- Exercise aim
In the listing below, locate the line that contains "Locate one point per instance of the child's bare" and the line that contains "Locate one point per instance of the child's fingers". Restate word for word those two lines and every line between them, and nothing else.

══════════

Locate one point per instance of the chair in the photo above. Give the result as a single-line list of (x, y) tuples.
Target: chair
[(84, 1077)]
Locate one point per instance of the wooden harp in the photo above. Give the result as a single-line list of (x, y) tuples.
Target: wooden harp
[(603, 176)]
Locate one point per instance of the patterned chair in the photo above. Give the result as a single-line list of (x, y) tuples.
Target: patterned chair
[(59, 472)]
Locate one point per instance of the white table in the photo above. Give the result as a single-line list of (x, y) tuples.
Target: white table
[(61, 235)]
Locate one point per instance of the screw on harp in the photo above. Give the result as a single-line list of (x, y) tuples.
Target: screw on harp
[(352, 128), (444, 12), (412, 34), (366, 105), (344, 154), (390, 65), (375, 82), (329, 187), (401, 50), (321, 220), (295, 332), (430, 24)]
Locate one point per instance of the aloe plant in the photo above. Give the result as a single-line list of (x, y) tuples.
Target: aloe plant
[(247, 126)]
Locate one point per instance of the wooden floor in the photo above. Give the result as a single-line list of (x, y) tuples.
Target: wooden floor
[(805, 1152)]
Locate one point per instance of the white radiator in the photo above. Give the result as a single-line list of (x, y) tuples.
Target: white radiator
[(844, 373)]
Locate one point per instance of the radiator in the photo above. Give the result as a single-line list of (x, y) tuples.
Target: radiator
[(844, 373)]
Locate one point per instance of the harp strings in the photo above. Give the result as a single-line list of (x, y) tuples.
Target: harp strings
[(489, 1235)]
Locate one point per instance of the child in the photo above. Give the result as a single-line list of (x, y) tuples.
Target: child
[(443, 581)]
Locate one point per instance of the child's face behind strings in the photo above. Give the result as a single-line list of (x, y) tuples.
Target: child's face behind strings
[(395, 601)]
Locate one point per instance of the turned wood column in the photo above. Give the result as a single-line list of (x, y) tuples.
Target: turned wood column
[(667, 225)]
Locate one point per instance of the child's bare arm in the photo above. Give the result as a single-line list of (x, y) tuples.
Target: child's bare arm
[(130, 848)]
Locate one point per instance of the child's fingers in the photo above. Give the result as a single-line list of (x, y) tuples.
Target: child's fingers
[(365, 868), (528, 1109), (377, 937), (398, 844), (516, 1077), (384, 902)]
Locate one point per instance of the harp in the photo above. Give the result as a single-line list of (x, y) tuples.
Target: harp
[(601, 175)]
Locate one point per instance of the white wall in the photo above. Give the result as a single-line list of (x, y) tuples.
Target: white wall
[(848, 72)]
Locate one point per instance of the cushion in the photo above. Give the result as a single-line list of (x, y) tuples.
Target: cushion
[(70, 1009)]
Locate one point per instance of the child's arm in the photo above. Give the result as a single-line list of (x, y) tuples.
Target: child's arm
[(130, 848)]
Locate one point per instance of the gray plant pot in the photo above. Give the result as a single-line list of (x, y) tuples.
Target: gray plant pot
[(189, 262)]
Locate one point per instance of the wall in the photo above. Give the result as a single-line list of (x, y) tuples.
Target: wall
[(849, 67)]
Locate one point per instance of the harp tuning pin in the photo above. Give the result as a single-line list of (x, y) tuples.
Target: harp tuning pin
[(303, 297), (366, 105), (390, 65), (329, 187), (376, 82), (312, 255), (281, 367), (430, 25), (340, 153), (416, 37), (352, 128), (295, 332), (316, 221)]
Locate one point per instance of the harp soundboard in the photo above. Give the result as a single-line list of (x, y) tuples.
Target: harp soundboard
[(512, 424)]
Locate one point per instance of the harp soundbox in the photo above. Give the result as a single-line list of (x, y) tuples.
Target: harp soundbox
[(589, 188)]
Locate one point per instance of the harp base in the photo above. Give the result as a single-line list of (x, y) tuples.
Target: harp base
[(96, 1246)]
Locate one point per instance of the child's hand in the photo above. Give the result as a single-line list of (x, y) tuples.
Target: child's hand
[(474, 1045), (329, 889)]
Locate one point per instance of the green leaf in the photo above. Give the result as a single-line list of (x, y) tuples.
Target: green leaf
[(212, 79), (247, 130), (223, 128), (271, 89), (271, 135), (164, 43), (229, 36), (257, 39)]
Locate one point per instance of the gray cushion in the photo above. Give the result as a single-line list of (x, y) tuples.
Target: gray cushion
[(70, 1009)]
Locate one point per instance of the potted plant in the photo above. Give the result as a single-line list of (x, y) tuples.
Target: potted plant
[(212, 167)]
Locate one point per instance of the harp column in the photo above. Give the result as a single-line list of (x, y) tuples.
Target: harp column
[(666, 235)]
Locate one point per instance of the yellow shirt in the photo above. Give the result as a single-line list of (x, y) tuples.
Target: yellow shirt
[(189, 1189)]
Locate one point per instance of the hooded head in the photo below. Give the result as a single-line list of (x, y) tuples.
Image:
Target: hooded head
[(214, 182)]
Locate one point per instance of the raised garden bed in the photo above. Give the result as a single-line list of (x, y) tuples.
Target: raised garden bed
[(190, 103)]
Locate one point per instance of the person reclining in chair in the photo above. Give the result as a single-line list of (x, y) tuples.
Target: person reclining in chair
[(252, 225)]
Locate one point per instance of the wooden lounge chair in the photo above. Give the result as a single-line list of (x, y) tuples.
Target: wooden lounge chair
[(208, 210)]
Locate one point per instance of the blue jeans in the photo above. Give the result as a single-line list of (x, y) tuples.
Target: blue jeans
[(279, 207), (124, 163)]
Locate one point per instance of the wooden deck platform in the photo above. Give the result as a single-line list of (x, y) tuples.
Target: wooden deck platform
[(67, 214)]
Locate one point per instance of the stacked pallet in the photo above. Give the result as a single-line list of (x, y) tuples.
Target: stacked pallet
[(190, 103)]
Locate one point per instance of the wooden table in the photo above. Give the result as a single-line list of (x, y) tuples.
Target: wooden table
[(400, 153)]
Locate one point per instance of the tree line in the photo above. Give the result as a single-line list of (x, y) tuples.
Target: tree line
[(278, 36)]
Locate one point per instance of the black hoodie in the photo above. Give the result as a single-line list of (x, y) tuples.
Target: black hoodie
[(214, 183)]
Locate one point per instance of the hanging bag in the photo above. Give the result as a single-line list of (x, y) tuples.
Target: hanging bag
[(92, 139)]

══════════

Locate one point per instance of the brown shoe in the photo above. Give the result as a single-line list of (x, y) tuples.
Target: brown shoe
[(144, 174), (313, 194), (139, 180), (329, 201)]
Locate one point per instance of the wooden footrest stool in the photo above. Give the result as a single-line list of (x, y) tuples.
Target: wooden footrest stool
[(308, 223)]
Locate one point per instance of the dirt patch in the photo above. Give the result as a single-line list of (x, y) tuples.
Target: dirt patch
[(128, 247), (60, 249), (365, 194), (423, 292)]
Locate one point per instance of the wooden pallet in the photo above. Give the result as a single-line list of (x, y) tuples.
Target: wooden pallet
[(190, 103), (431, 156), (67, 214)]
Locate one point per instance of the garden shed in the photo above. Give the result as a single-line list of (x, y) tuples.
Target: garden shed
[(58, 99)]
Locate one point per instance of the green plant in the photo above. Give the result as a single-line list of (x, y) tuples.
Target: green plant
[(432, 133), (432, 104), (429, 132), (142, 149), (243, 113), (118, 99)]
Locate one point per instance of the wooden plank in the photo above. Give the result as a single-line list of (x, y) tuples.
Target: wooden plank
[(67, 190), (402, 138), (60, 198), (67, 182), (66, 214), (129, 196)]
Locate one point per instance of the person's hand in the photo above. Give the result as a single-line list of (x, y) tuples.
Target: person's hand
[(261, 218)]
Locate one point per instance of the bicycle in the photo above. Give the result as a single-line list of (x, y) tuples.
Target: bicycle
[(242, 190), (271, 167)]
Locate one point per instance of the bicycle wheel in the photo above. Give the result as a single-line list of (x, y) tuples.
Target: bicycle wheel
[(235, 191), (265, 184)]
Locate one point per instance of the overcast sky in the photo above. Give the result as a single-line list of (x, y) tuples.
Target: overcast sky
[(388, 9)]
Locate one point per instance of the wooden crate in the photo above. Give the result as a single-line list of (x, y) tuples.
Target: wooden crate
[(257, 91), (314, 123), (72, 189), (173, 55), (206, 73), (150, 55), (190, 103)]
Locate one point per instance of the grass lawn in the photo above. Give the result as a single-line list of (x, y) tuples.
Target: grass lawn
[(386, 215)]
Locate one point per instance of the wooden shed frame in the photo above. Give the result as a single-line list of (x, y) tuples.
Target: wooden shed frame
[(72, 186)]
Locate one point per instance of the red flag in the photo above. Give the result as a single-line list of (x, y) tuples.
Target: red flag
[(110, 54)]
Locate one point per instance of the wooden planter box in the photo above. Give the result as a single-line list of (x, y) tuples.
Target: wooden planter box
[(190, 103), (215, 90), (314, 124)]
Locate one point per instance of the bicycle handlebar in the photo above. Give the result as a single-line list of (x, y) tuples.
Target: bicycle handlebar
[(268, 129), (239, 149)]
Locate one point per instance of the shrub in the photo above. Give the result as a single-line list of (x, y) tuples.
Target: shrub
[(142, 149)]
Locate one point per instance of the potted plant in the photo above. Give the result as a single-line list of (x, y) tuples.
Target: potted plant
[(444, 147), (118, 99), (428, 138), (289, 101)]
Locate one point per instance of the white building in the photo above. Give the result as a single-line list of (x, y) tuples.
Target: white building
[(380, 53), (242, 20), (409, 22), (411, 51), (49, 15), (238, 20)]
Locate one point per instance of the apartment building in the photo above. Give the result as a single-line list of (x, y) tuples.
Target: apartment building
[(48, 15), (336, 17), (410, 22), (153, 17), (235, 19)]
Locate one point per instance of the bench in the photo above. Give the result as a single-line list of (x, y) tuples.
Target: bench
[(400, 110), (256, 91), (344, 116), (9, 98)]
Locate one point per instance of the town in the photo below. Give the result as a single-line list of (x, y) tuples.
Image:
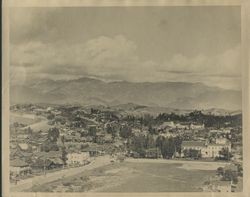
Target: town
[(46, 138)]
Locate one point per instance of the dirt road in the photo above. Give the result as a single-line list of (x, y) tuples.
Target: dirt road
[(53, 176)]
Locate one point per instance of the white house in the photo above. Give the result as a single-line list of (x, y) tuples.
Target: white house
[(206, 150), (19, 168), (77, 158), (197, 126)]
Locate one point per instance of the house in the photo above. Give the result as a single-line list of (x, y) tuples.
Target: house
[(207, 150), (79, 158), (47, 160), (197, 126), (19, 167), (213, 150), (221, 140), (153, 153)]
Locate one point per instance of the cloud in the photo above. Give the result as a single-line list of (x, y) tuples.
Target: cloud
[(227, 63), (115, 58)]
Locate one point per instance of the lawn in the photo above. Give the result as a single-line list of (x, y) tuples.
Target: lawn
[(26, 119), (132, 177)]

══════════

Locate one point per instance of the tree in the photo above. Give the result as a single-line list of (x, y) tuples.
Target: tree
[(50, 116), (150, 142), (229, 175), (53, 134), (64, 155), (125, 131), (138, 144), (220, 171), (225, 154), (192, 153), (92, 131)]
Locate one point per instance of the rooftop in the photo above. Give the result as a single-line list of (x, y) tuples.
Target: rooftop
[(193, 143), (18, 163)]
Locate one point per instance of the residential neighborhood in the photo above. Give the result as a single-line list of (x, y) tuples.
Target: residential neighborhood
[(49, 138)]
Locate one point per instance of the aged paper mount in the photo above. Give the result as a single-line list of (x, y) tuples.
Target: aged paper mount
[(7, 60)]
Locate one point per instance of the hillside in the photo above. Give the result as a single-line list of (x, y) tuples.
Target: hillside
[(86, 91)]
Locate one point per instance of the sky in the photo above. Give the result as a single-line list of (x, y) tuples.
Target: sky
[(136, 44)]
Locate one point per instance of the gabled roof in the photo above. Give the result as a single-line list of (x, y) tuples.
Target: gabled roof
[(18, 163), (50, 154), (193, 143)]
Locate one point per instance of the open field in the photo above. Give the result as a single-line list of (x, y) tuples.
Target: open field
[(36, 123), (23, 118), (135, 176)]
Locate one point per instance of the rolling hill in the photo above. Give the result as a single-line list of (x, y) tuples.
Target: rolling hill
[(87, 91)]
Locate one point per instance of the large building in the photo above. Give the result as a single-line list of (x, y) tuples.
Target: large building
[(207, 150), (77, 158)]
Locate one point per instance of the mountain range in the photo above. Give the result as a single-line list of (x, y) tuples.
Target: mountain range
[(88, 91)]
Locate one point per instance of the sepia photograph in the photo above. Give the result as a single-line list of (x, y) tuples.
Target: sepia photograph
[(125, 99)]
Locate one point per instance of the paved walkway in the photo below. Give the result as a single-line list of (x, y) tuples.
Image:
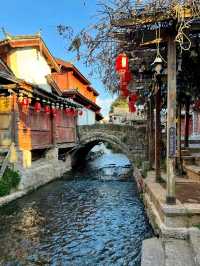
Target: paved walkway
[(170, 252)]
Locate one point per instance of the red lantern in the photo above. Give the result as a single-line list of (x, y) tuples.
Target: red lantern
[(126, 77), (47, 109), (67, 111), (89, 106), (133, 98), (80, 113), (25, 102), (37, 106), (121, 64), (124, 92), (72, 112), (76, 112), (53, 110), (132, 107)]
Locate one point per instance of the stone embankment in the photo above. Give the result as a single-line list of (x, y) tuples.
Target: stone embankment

══════════

- Result of the task
Locate one point per instance of the child's bare arm in the photo above. Give the result as a single-line list of (x, y) tuples.
Target: child's bare arm
[(130, 848)]
Locate one point per instance of the child's fingers in the photo above. Give the result as a single-line list of (x, y) tuples.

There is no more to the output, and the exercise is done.